Goal
Exactly as given, write out the lines from the one containing "Would you kindly locate the jersey" through the end of the listing, with both ends included and nothing else.
• • • • •
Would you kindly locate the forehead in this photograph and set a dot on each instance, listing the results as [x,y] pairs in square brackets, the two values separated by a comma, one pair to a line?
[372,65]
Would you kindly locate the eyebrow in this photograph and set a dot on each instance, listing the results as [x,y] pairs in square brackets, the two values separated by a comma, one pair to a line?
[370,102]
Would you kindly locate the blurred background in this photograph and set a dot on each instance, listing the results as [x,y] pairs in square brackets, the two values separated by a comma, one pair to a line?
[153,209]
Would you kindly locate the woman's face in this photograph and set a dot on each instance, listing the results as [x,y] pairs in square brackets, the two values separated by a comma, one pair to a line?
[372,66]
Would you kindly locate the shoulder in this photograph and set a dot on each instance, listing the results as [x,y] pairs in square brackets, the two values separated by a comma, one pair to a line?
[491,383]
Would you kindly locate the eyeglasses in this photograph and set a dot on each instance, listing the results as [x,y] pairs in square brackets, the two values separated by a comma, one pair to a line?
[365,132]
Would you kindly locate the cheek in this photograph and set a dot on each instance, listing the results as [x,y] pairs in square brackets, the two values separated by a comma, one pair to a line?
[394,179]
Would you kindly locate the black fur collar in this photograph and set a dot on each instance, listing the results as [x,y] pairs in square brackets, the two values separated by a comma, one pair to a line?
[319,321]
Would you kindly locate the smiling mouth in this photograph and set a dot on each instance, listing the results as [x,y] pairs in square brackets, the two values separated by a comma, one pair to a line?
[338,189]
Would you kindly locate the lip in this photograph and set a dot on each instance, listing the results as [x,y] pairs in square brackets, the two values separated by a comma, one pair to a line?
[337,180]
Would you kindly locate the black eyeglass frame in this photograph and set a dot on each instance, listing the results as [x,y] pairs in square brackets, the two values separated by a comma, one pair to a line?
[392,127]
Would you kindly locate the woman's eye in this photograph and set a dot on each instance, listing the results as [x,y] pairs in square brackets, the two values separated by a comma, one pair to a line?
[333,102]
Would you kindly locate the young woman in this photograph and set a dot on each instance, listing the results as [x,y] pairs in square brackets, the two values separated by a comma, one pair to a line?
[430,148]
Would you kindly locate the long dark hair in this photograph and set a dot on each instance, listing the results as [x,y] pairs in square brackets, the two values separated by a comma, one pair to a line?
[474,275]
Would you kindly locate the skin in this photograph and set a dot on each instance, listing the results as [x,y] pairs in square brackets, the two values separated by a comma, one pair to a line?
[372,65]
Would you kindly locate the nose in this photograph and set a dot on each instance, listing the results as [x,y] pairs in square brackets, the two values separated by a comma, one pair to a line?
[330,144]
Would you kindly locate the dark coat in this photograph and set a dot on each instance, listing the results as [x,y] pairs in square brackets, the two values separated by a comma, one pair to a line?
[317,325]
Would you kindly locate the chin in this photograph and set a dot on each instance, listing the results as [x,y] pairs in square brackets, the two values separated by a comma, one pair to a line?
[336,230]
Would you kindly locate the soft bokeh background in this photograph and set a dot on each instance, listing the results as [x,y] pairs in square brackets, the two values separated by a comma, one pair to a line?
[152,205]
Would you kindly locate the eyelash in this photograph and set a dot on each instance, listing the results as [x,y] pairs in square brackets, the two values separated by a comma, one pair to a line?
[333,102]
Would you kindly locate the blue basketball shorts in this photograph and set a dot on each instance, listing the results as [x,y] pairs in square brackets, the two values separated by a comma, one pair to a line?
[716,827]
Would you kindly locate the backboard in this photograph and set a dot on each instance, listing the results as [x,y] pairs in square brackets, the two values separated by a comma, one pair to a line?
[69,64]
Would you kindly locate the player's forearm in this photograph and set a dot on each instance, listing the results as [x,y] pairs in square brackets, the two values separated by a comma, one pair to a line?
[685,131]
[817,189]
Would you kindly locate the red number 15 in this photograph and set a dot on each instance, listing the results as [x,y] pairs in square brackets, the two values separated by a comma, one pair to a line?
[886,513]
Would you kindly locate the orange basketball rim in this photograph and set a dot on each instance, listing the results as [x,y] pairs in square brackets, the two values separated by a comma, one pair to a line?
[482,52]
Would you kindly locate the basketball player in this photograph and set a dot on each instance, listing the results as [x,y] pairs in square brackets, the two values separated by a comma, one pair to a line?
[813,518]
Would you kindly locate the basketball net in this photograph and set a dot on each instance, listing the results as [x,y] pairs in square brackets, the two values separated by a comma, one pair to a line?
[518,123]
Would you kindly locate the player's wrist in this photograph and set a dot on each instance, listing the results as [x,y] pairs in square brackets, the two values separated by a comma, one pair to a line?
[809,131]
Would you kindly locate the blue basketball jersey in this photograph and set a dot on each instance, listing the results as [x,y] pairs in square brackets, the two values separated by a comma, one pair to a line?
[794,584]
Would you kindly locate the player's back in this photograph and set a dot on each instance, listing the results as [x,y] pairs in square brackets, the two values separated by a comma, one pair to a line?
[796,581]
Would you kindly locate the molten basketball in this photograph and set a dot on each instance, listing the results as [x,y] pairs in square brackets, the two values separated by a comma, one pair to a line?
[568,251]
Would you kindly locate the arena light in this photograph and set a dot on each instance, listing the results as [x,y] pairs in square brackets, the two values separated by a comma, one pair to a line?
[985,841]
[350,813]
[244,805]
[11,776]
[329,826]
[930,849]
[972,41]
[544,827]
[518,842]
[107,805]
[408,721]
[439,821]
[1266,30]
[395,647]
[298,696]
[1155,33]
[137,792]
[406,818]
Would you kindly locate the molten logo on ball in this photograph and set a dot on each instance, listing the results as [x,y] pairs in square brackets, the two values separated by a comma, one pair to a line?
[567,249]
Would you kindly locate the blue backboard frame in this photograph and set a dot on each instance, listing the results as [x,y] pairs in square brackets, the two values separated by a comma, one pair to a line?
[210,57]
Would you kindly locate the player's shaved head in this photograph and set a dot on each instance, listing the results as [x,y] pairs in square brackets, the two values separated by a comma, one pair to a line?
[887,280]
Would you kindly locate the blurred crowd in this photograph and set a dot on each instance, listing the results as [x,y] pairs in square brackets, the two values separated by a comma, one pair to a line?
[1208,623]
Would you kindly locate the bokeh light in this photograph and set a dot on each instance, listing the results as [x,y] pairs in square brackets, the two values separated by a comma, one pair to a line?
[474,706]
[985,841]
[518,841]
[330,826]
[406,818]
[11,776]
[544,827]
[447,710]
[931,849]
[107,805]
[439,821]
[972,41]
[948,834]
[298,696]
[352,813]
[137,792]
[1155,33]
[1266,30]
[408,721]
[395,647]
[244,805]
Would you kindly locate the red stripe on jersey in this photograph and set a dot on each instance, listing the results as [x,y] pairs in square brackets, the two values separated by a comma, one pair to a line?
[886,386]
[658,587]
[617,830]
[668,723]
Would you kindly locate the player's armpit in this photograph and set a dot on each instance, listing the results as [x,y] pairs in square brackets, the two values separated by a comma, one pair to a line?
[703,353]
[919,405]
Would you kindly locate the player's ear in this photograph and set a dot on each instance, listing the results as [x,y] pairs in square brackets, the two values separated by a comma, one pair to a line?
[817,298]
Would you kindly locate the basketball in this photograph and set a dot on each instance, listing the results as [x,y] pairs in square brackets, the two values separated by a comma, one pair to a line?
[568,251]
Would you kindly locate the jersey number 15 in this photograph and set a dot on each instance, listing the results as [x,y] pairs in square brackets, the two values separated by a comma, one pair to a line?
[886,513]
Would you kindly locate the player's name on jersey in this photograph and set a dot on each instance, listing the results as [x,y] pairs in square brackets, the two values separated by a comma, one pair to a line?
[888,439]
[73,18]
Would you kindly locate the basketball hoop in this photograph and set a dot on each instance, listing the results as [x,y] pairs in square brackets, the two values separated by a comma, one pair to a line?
• • • • •
Answer in full
Would you kindly locate the jersey number 15 in this photograph and set a dot on each instance, listing the results as [x,y] pairs in square brackets, the two values separated by a comma, one pair to a line?
[886,513]
Would you kindly locate the player's name on jersey in this photograph and set a dot on each instance, listing the results as [x,y] pairs in square brackets, the two values separated by a comma, one pair to a line?
[888,439]
[73,18]
Would you kindly locate the basketball hoop in this photograph and set a dot on each instance, listing the results as [x,y] pairs in square brackets, the two values separated by a comma, one pair to a line?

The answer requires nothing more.